(Photo-based referring expression data)
>>>

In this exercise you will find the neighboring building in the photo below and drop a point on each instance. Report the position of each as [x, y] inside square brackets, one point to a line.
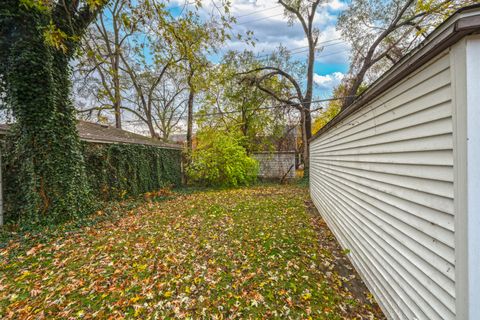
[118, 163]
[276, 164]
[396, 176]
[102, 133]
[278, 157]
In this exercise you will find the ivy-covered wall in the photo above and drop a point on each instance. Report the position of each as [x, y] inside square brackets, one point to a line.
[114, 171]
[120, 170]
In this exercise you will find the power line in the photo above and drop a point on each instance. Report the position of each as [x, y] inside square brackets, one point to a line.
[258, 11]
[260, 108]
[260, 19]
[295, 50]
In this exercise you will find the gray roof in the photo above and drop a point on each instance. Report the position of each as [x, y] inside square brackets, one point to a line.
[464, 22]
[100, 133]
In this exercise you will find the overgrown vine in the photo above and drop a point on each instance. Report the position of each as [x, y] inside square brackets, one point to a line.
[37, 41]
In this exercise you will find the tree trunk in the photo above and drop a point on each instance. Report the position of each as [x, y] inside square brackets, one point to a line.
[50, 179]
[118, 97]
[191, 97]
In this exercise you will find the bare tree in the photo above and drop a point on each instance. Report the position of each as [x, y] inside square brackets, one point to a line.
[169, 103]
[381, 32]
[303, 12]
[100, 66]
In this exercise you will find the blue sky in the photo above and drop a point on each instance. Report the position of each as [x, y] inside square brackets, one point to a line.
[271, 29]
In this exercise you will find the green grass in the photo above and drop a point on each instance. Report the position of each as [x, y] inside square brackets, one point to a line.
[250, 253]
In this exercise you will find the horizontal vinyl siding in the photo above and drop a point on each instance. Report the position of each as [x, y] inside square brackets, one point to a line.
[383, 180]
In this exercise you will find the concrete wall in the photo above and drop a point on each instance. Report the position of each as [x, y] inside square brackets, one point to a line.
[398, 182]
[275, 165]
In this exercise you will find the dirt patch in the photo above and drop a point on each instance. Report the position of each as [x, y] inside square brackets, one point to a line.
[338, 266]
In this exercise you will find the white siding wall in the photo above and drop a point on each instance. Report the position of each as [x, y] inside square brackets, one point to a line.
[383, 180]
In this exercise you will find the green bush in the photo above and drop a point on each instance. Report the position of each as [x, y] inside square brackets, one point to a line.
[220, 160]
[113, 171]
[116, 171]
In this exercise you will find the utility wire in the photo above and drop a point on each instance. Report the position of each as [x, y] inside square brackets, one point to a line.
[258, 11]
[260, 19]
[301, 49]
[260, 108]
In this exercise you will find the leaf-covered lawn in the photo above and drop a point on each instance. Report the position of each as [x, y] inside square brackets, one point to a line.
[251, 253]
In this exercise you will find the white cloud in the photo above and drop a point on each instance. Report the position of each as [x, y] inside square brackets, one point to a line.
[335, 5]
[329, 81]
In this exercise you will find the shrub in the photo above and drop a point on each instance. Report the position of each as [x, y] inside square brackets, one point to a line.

<<<
>>>

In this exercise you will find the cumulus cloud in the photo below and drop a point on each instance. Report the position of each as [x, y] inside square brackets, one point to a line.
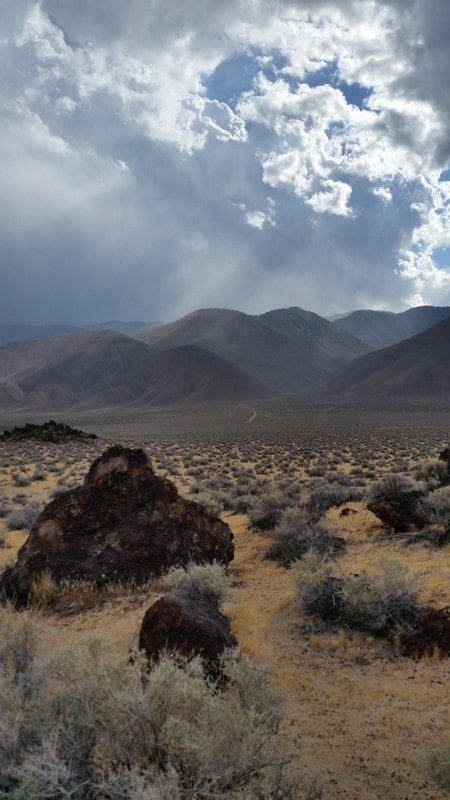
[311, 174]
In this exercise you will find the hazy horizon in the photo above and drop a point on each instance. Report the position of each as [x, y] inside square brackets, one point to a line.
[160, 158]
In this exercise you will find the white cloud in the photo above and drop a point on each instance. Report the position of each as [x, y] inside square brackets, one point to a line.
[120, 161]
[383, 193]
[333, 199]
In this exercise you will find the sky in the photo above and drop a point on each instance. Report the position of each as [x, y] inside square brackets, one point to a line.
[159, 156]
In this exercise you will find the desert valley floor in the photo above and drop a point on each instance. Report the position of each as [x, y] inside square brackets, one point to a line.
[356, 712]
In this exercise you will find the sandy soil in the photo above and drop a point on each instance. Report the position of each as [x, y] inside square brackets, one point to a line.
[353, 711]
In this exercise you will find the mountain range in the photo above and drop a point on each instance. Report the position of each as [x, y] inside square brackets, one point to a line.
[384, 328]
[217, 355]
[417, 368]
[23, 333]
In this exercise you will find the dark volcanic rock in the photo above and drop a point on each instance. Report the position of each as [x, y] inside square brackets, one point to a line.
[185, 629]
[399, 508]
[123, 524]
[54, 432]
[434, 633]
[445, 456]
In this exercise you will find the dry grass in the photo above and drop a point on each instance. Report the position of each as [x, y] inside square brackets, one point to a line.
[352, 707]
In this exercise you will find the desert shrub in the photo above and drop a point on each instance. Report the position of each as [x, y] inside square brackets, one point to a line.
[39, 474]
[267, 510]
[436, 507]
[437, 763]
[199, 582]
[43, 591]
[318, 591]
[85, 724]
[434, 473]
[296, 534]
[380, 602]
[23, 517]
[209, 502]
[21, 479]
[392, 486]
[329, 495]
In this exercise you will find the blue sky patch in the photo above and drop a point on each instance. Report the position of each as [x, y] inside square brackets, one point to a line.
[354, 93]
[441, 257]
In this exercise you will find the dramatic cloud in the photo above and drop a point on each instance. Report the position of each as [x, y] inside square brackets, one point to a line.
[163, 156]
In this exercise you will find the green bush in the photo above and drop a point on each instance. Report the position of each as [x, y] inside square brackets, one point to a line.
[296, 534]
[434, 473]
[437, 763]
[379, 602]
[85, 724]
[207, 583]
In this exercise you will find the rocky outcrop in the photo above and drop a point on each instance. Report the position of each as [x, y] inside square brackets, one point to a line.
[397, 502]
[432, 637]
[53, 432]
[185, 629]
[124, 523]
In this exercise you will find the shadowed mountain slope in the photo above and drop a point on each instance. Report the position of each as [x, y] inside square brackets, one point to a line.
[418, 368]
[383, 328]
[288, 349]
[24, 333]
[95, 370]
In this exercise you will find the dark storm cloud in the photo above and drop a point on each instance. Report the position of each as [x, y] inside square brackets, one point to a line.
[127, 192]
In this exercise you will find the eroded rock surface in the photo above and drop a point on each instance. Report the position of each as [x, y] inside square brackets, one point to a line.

<<<
>>>

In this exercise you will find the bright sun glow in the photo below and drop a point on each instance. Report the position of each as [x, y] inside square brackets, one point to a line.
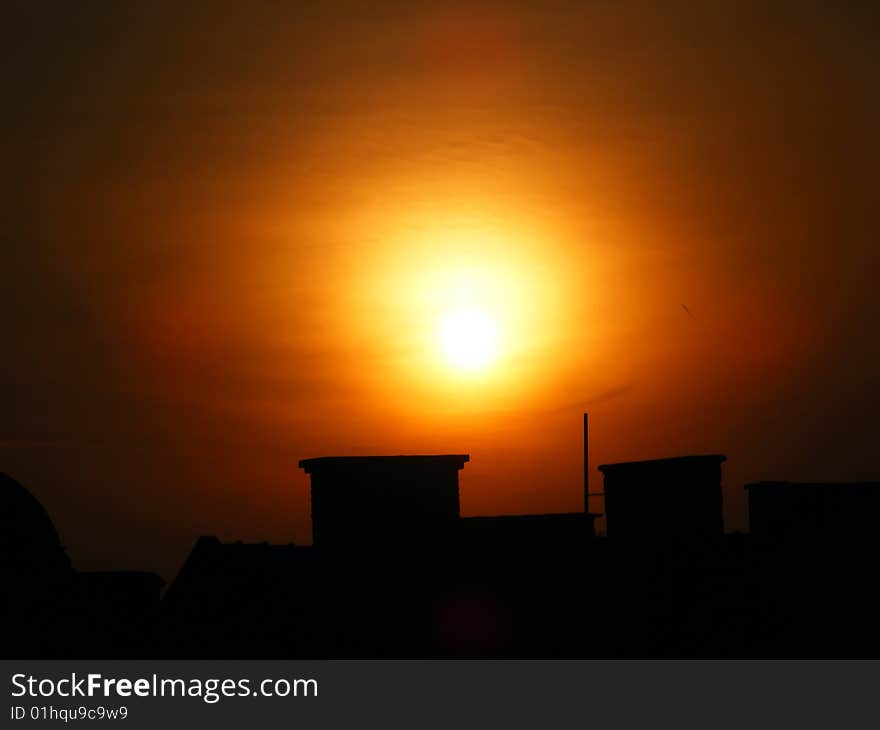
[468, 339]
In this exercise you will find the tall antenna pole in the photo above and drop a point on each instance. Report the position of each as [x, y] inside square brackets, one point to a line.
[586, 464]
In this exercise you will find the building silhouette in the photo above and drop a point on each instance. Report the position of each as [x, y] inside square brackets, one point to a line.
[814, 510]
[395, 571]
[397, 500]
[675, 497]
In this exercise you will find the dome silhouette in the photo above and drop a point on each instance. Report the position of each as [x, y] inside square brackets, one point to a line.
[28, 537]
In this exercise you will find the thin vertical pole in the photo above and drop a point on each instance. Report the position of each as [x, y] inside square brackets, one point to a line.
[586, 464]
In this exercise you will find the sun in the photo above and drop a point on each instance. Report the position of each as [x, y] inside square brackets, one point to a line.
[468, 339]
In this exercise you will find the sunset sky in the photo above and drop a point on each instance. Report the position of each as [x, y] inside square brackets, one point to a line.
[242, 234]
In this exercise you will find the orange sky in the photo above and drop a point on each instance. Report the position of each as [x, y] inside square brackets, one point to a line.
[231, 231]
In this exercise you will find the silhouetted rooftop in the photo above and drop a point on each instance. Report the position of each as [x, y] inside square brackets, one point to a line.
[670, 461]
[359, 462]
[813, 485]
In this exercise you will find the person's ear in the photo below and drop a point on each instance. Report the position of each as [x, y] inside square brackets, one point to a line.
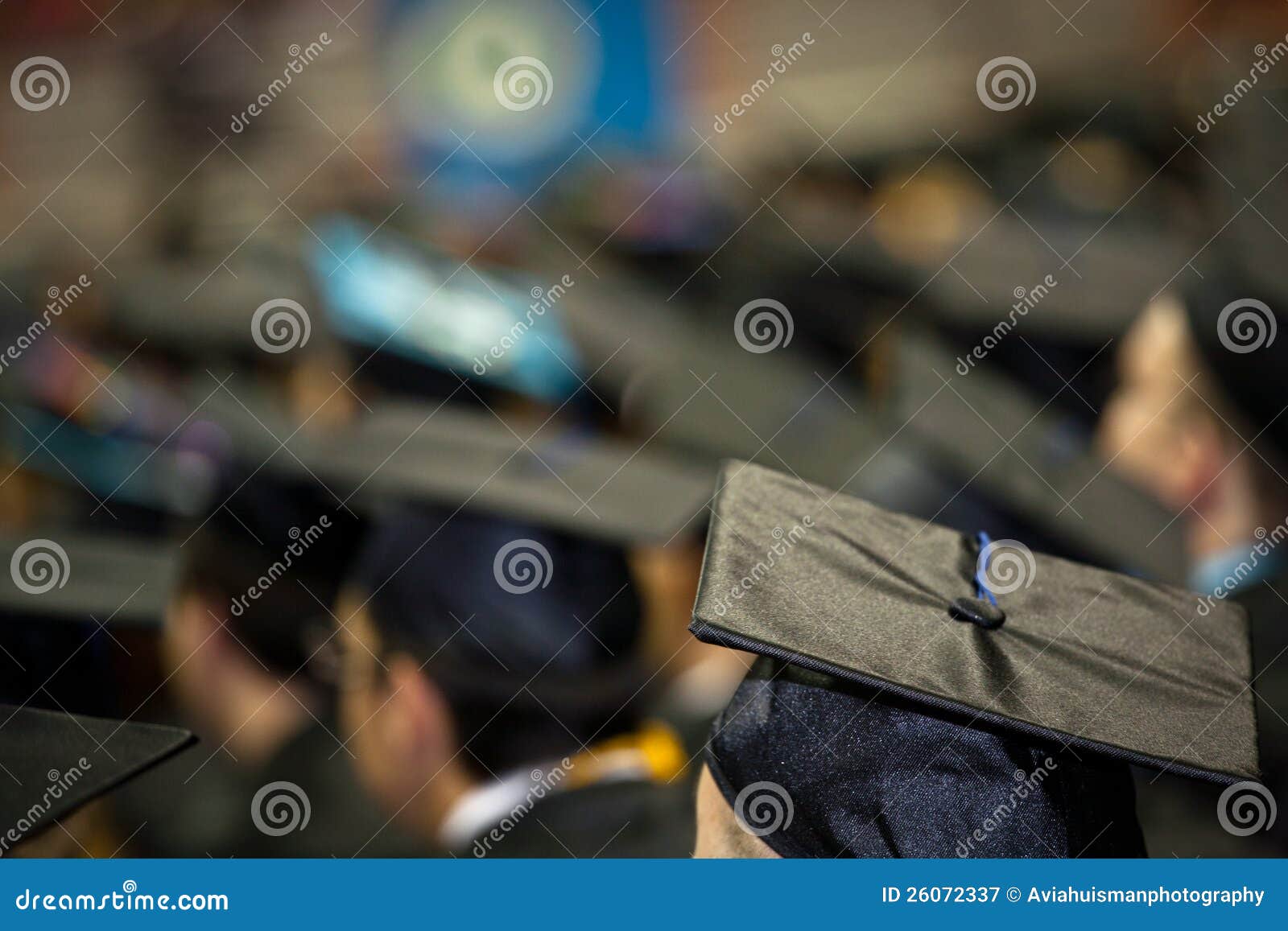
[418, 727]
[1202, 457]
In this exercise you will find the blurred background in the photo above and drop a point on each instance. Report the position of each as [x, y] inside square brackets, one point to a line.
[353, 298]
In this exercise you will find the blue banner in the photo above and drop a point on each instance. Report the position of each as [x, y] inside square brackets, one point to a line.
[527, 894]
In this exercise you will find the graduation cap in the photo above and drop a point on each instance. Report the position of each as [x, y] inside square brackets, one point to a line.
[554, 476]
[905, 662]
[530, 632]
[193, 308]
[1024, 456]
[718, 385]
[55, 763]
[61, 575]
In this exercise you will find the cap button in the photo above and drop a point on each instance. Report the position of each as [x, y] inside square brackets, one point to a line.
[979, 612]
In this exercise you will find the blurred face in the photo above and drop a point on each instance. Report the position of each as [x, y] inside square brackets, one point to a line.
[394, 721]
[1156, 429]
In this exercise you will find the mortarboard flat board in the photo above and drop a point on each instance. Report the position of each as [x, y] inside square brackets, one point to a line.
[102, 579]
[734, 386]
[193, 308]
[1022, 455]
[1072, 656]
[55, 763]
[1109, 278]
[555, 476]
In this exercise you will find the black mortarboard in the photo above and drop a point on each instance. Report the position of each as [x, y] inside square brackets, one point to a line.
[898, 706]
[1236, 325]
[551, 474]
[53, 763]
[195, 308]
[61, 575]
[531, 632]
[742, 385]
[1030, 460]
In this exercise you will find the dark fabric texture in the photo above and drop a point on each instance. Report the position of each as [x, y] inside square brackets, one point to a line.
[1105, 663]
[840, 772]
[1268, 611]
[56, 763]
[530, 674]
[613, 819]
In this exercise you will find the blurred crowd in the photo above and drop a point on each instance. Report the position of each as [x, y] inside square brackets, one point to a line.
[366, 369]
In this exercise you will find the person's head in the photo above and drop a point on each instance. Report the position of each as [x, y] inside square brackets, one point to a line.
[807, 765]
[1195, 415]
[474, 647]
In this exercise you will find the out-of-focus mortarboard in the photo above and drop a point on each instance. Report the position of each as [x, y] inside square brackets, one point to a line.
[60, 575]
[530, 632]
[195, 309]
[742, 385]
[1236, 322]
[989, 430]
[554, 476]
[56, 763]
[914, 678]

<<<

**What is needed:** An exact, complete copy of the lines above from the one with "In this exercise you will find the shadowed" through the one with "In this exercise you will find the eroded" is the whole answer.

**Output for this task:**
In this exercise you will find the shadowed mountain slope in the photo above and drop a point on each instance. Report the position of each as [x, y] inside square brackets, one point to a line.
[418, 368]
[383, 328]
[288, 349]
[24, 333]
[95, 370]
In this exercise you will find the dark storm cloud in the photo above and drop a point on each instance. Report the position of each as [x, y] inside square brackets, one point to a line.
[127, 192]
In this exercise you will find the eroded rock surface in the photo above and drop a point on each instance. Report the position of each as [x, y] inside square brackets, one point to a line.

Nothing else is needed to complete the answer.